__Description of the task__:
Every record should be copied exactly, except that pictures are to be omitted.

__Excerpts from point annotation data__:
★ ★ ★ ★ ★ ★ ★
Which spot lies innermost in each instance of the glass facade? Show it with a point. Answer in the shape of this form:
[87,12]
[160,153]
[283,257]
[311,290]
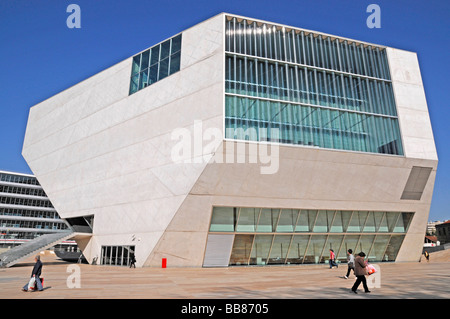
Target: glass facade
[297,87]
[300,236]
[116,255]
[155,63]
[25,210]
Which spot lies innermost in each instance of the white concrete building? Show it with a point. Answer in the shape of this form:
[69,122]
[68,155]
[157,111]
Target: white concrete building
[339,150]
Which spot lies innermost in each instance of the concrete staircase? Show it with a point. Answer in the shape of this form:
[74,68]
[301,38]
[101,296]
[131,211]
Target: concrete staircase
[17,254]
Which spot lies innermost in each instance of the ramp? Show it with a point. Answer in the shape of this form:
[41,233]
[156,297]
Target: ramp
[19,253]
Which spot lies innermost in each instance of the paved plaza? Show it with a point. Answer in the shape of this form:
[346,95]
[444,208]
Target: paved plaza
[424,280]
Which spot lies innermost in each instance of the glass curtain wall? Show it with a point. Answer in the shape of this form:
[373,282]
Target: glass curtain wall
[301,236]
[296,87]
[116,255]
[155,63]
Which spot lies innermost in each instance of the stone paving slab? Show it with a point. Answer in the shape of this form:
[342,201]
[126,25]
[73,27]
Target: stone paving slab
[421,280]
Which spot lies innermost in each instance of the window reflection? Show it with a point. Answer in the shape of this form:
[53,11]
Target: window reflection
[292,236]
[155,64]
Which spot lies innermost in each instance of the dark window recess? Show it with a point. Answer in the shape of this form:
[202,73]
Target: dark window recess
[82,224]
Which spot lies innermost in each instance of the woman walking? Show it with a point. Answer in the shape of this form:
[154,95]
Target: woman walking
[360,273]
[350,263]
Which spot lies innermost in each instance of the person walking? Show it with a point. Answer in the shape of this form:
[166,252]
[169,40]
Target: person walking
[132,261]
[360,273]
[350,263]
[333,259]
[427,255]
[35,274]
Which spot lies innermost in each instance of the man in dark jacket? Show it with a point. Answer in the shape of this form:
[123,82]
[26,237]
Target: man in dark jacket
★ ★ ★ ★ ★ ★ ★
__Reply__:
Which spot lies innermost in each instance of the glass facade? Show it with a point. Answer in the shape of this form:
[87,12]
[160,153]
[283,257]
[311,290]
Target: glass facade
[297,87]
[300,236]
[116,255]
[155,63]
[25,210]
Which spot lies innermost in each instance of the white concrete building? Show it with a point. Answer in the shape of this form:
[69,122]
[68,155]
[157,111]
Target: white concrete building
[339,150]
Which spot lies innermost in each instance of the concrete staircase? Show it with a point. Answer in the shape of this form:
[74,68]
[301,38]
[101,296]
[131,211]
Target: concrete staircase
[17,254]
Which spot lies innermost in each instance of the ramp? Show it with a point. Answer in the shape of this form:
[41,233]
[156,297]
Target: ramp
[19,253]
Which spot lies innermost in each instance of the paved plaza? Show it with a point. Answer in the shape of this form:
[346,95]
[444,208]
Target: paved plaza
[424,280]
Which spot lies innermost in each instance of the glass curtain wall? Show it with a point. Answer in the shape of this form:
[373,282]
Target: glass curtain wall
[301,236]
[296,87]
[116,255]
[155,63]
Which spot lies innermost in each instance of the stone paving slab? Show it with a point. Answer in the shape of this form:
[342,201]
[126,25]
[73,27]
Target: stone paving slab
[421,280]
Which spot lies innermost in each instance of the window reflection? Show it with a point. Answer in the shape of this form:
[53,11]
Target: window reflection
[292,236]
[155,64]
Which spot lies innermost in each instance of the dark window recess? Show it with a point. Answer in the shape of this form:
[202,73]
Target: dark window recess
[82,224]
Which spot lies innermost in each instance of the woman walking? Show it with a point. Answer in the shape of this form:
[154,95]
Target: woman walking
[360,273]
[350,263]
Which spot lies innermost in each instance of the person walking? Show it with a point. Answer in the shape of this form:
[166,252]
[169,40]
Target: person walking
[132,261]
[360,273]
[350,263]
[333,259]
[427,255]
[35,274]
Which spot lies innermost in each instance of the man in dark jacket? Show it with a point. Answer in the shape of this form:
[123,82]
[26,237]
Target: man in dark jacket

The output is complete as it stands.